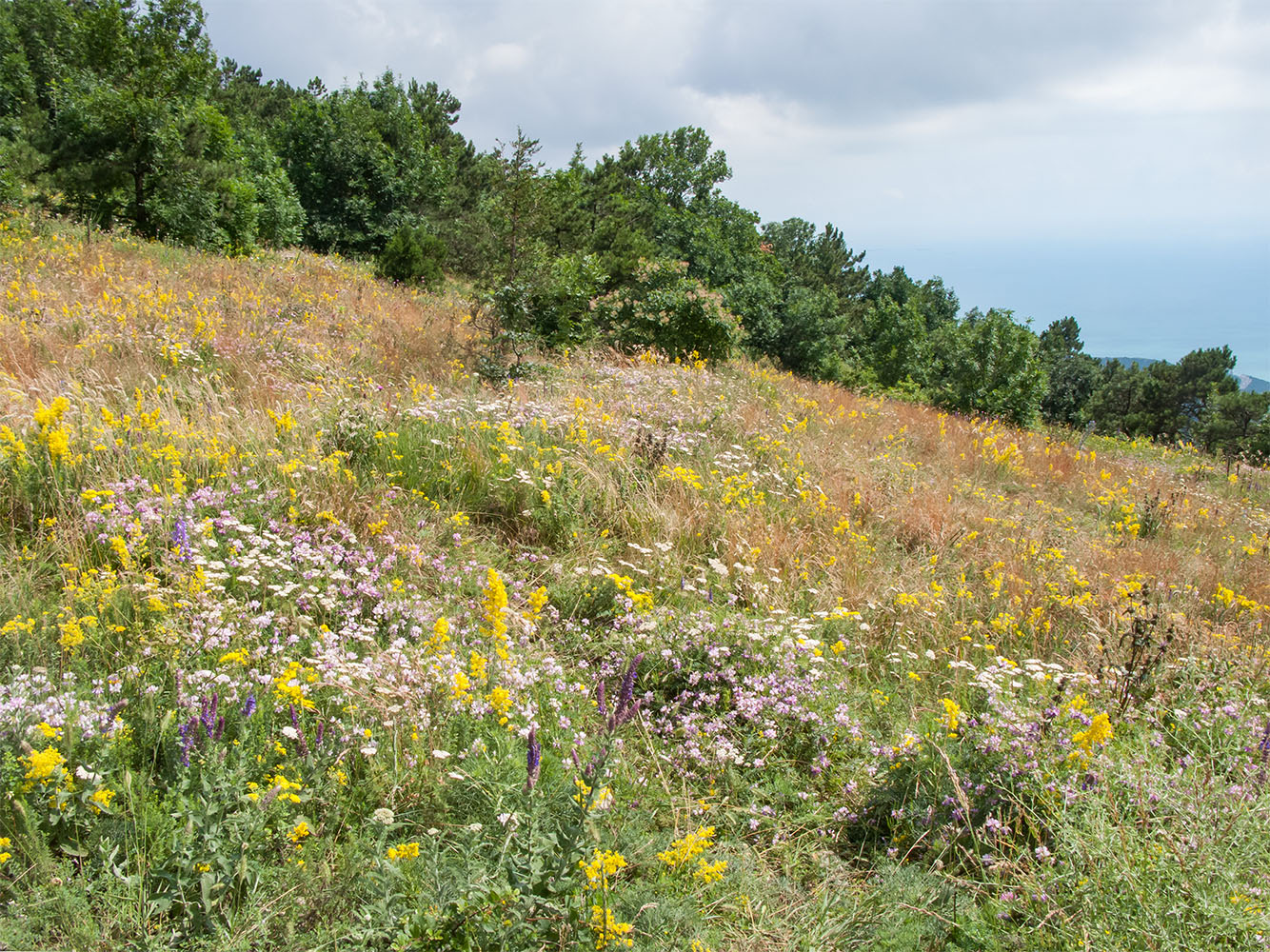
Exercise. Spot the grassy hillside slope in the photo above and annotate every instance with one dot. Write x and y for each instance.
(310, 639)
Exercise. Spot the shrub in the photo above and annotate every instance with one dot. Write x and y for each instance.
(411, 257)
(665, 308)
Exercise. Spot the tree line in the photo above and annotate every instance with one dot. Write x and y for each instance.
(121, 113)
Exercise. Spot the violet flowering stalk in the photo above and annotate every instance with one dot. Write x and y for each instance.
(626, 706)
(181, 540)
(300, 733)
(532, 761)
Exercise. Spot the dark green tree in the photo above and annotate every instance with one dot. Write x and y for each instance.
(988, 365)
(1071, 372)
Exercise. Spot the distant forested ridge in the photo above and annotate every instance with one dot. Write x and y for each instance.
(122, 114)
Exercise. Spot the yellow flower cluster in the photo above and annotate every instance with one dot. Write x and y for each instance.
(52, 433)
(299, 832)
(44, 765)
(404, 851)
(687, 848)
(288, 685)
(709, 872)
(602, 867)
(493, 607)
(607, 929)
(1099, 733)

###

- **TASK TO COMPLETE**:
Without including any picture, repeat the data exactly.

- **REPLY TO THE TASK**:
Exercise. Spot the grassy hillside slope in the photo above and annotate every instance with one dot. Write x and y for each instance.
(310, 639)
Exercise. Spot the shrub in the photo above and annotate every instance with one dot. Write x and y for each instance.
(411, 257)
(665, 308)
Exercise. Spot the tree line in the photo above and annotate every instance with one dot. Write x and y for each instance.
(121, 113)
Exercise. Spot the violet flowering stalk in the photo above and annotate every instance with one dot. Write x and y for each instance.
(626, 706)
(181, 540)
(300, 733)
(532, 761)
Exercise. Spot the dark green tree in the photo above and annotate every instance with one dot. Write x and y for each instance.
(988, 365)
(1071, 372)
Exercise. Spot the distant forested ridge in the photo above and annotate every instance with one dot. Write x and y for each instance.
(122, 114)
Exercise. Spot the yellow flower cluster in the photo above and annotate every instance with one dot. Write x and y for each instance.
(52, 433)
(299, 832)
(44, 765)
(404, 851)
(687, 848)
(288, 685)
(709, 872)
(602, 867)
(493, 607)
(607, 929)
(1099, 733)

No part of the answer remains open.